(Records from a data collection)
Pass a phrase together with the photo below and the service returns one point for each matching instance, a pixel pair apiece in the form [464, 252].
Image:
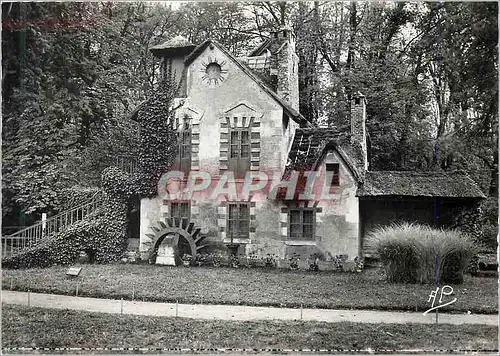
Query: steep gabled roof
[296, 116]
[419, 184]
[310, 146]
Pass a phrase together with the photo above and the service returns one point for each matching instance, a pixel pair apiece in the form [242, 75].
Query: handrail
[37, 232]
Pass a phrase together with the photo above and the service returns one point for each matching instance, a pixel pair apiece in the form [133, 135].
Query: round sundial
[213, 72]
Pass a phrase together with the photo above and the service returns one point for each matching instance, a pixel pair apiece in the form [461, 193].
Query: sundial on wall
[213, 71]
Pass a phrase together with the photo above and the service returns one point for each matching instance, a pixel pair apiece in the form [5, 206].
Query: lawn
[38, 327]
[260, 287]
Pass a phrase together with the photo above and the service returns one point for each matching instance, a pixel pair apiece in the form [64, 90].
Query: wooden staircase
[35, 234]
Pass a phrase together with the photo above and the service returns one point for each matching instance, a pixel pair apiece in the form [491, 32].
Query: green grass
[251, 287]
[39, 327]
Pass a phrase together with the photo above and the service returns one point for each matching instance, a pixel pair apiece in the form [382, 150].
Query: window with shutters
[238, 221]
[301, 223]
[184, 156]
[333, 170]
[180, 210]
[239, 151]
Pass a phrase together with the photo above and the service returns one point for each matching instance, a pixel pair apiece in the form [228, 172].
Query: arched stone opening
[180, 239]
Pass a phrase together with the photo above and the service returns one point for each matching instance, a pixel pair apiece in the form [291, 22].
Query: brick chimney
[285, 66]
[358, 129]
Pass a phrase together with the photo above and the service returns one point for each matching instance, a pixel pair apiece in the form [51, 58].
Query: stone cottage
[240, 115]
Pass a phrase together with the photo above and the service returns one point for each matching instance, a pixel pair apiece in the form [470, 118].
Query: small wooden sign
[73, 271]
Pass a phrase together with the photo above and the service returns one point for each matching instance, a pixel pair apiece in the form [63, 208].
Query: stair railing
[34, 234]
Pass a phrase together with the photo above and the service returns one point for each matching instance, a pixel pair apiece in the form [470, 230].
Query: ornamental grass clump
[412, 253]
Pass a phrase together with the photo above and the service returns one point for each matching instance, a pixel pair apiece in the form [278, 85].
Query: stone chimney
[173, 52]
[285, 66]
[358, 129]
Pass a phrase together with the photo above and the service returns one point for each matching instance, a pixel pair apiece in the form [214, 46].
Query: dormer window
[332, 170]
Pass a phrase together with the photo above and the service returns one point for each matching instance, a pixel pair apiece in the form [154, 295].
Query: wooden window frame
[184, 155]
[335, 181]
[237, 161]
[180, 203]
[301, 223]
[229, 232]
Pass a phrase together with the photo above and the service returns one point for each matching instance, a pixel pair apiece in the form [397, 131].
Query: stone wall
[337, 221]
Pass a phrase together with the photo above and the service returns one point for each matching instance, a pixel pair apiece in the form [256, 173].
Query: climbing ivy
[158, 142]
[102, 234]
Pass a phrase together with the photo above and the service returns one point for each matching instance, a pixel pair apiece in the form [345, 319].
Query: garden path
[236, 312]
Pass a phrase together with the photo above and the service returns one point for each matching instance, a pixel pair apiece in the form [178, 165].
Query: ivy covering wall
[102, 234]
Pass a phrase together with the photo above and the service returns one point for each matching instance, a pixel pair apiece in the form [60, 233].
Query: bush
[412, 253]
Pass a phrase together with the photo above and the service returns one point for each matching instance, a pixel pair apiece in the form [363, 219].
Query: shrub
[412, 253]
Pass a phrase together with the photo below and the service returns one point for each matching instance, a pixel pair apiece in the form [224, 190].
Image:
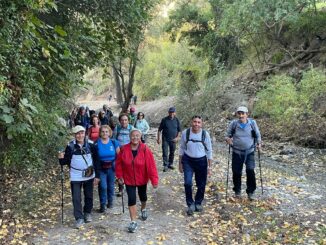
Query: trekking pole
[227, 177]
[122, 202]
[61, 193]
[261, 178]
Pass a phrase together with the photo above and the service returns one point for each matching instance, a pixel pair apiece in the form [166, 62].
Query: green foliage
[299, 111]
[277, 57]
[47, 47]
[277, 98]
[309, 24]
[198, 24]
[312, 86]
[161, 68]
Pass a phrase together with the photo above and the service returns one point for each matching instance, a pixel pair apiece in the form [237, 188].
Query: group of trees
[46, 48]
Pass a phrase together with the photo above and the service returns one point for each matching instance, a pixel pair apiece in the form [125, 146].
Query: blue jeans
[76, 191]
[237, 166]
[107, 178]
[199, 167]
[166, 146]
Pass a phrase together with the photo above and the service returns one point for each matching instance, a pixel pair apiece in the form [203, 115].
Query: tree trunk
[131, 80]
[117, 85]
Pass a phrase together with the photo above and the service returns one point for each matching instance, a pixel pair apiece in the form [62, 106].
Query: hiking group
[100, 154]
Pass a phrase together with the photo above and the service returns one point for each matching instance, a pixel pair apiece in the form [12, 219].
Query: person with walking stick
[79, 155]
[135, 166]
[243, 136]
[195, 157]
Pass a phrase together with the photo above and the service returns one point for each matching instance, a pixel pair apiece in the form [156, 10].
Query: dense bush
[297, 110]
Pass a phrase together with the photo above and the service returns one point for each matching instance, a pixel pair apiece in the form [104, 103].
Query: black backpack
[203, 137]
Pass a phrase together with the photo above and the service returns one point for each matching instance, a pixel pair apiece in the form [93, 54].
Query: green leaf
[6, 109]
[58, 29]
[7, 118]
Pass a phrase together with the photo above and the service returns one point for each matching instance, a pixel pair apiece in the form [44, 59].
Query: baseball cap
[172, 109]
[77, 129]
[242, 108]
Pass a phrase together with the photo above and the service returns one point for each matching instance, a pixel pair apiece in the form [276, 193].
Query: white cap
[77, 129]
[242, 108]
[135, 129]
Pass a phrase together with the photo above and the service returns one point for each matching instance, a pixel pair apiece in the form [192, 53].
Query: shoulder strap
[114, 142]
[234, 127]
[187, 135]
[203, 137]
[118, 131]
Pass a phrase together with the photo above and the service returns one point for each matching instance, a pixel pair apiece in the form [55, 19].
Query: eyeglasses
[135, 136]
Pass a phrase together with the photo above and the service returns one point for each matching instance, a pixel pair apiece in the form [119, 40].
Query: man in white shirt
[195, 157]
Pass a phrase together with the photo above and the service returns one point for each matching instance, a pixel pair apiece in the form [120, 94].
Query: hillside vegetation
[271, 60]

What is expected: Transcribe the full listing above exactly, with the images removed.

Reply to the exercise:
Pass a phrase together with the photo below and the service returns one point for each matching instance, a pixel pair apiece in the form [464, 252].
Image:
Query: steep gabled roof
[296, 116]
[419, 184]
[310, 146]
Pass a phrase together with the photo above and the service returns one point for each matching instance, a pixel pair apiece in the form [242, 75].
Query: handrail
[37, 232]
Pass a phrase together with the photo above and the service returns one point for each matching instance, a pixel pair apiece in the form [133, 135].
Query: round sundial
[213, 72]
Pass a phrase together with the photo above and the service returns one point for each matching instance, a pixel pair apiece in the form [461, 193].
Query: sundial on wall
[213, 71]
Pass a phrase together with the photo above and the service returns one point for each matching instance, a pixel pair apiece in the form [5, 206].
Query: lawn
[38, 327]
[260, 287]
Pass a phrase together with the photo above and the service returns one point for each matching instance, a pixel pair apiece in the form [64, 90].
Query: wooden staircase
[35, 234]
Pass a phrase together with the photo above and the service returns one point for each matching instance, a pixel pair apiece in the form [491, 32].
Query: green grass
[251, 287]
[39, 327]
Pass a phrase together with the photo above and the service returns one point for each matching instance, a pixel pair apiece in the form [382, 150].
Query: window with shutters
[238, 221]
[301, 223]
[184, 156]
[333, 170]
[180, 210]
[239, 151]
Pass a phrase together with the photo above and the service returns one point for each matching instance, a pixel pair apiece in the form [228, 172].
Query: arched stone opening
[180, 239]
Pass a phrase together with the photo above and the service returns one point for each matching instance, a pixel pair apiece in the form [291, 22].
Query: brick chimney
[285, 66]
[358, 129]
Pass a phrase together with the photo above and the service returns one point for each matching instance, a pixel pair apiece in the form [51, 58].
Query: stone cottage
[240, 115]
Pass a phrase together with the photo above and the service returns one point for each matching instance, a pixel pair apiece in the form [470, 118].
Query: small wooden sign
[73, 271]
Pass a phrase together with the photo above and the service returns one point for each matching instance, a pixel pair apiece in the form [63, 208].
Query: stair railing
[34, 234]
Pass a phrase together with the photo above and the service returns one point for each matching instance, a pixel pair apiece in the form [470, 230].
Query: ornamental grass clump
[412, 253]
Pass a phrase together with the photo above and the service returns one point for each matching instance, a pixel pair apiece in the form [278, 85].
Query: stone chimney
[173, 52]
[285, 66]
[358, 129]
Pass a phrase together with the photo above and the service returns one point for each matching instance, a pixel pair apiece in the form [214, 46].
Query: dormer window
[332, 170]
Pass a phrase together with the photo above and the service returns one point for each matching instance, a pixel pair apiece in the form [154, 295].
Query: wooden window frame
[184, 155]
[335, 181]
[237, 161]
[180, 203]
[301, 223]
[229, 232]
Pass a phrase together with the photo above and the service returns one point for each matching instance, a pixel pair apiece in the form [397, 131].
Query: stone wall
[337, 221]
Pass a phrase together with the photo above and the service returns one point for each matching instance, a pixel pair apiece in the form [256, 173].
Query: climbing ivy
[158, 142]
[102, 234]
Pass a phrase together with the photo above and the service returns one point for each matching instance, a pixel pair apiece in the form [345, 319].
Query: garden path
[236, 312]
Pass a phrase together with the photo above and the service returns one point for each matching instance, a pixel pair apiece in the form [178, 165].
Query: ivy covering wall
[102, 234]
Pass a phrase together with the photo above and the service returns one point for each matching instance, a pixel pair apiece in the form [60, 233].
Query: bush
[412, 253]
Pass a phrase together with the photo above and the service returns one point for each matching instance, a pixel pair apiece in the form [363, 219].
Query: shrub
[412, 253]
Pass a phrase together with the photo below and the service returns one point for each matching instance, a pixel pair apiece in the form [224, 190].
Image:
Query: trekking pole
[227, 177]
[122, 202]
[61, 193]
[261, 178]
Pass a phrase together with the photo above and the service returns one point for each matching instance, a pixel pair apiece in the form [166, 62].
Query: green foliage
[299, 111]
[277, 57]
[47, 47]
[277, 98]
[309, 24]
[198, 24]
[312, 86]
[161, 68]
Pass a phrase together with the photo above and the service returns one point for each matching instance, a pixel pair apiece in the form [237, 188].
Query: group of trees
[46, 48]
Pass a phrase together with the photo above and the service returns one point for each matching instance, a pixel pair apiece in the form [125, 146].
Query: blue jeans
[76, 191]
[237, 166]
[107, 178]
[199, 167]
[166, 146]
Pass a phrase together with the photo above and the service returns one point for each matching instance, a pixel pair apiece in the form [203, 115].
Query: tree trunk
[131, 80]
[117, 85]
Pass a phrase together with the photo above and the service returns one point for each matching instance, a pixel pair apiece in the form [62, 106].
Query: hiking group
[100, 154]
Pass a phrase together with the photo above and the service returns one point for each matching instance, a pixel pair apiece in the form [12, 219].
Query: person with walking stick
[79, 155]
[135, 166]
[243, 136]
[195, 157]
Pass a phrase together with the photo above and the service returns one point for each matching instance, a pixel pair apiece in the form [156, 10].
Query: dense bush
[297, 110]
Pass a phrase together with the photo above and the service returns one point for each matching instance, a pixel pair apiece in the form [104, 103].
Query: black backpack
[203, 137]
Pass a phrase together with the photo above and the service returns one point for each matching instance, a pixel pair apiece in the form [93, 54].
Query: green leaf
[6, 109]
[58, 29]
[7, 118]
Pass a phrase together with the photo above and the service returns one point for each matching instance, a pixel pair apiece in the form [44, 59].
Query: baseball cap
[172, 109]
[77, 129]
[242, 108]
Pass a phrase together with the photo above and the service returns one point for each matching instance, a pixel pair apiece in the form [276, 193].
Query: white cap
[77, 129]
[242, 108]
[135, 129]
Pass a phrase together with the photo above and the service returns one point for each matching instance, a pixel pair apiece in the form [192, 53].
Query: shoulder strap
[114, 142]
[234, 127]
[187, 135]
[203, 137]
[118, 131]
Pass a phrase together with the photo above and the service returns one point for each matching instance, a pixel pair apiece in the form [55, 19].
Query: eyeglasses
[135, 136]
Pass a phrase together with the photo above and the service returns one point for each matching instance, a pixel pair apiece in the form [119, 40].
Query: man in white shirt
[195, 157]
Pass a phrase together with the photo above and the service returns one point for each matching instance, a pixel pair apiece in the form [120, 94].
Query: hillside vegetation
[271, 60]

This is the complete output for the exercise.